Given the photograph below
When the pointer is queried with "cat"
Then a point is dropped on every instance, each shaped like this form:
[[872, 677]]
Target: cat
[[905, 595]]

▬▬▬

# [WHAT TO WORK ON]
All of the entries must be printed again exactly as given.

# [SOLUTION TO THE EXERCISE]
Given the photograph below
When the pointer is queried with "cat"
Then a point is dropped on every instance, each shaped like this form:
[[872, 677]]
Target: cat
[[905, 595]]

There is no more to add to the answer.